**Dataset content:**
§
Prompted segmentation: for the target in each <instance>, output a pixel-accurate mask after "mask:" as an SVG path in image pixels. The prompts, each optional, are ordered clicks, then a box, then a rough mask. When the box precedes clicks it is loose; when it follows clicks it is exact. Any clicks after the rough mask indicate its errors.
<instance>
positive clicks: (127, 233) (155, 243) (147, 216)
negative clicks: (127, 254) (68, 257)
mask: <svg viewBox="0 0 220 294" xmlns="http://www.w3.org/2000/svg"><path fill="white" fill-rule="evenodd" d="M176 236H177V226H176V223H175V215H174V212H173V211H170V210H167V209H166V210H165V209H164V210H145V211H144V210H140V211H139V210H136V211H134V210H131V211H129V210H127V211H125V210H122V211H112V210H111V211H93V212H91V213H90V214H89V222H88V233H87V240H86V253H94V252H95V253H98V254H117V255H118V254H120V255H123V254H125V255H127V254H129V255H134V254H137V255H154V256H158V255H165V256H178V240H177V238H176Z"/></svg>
§
If a line in the records above has the word "instance", copy it out.

**Solution:**
Prompted segmentation: for the target in each <instance>, output a pixel-accurate mask after "mask:" as an SVG path in image pixels. The prompts, each optional, are ordered clicks, then a box, then a rough mask. When the box precedes clicks it is loose; when it follows clicks it is exact. Any clicks after the rough mask indicate its errors.
<instance>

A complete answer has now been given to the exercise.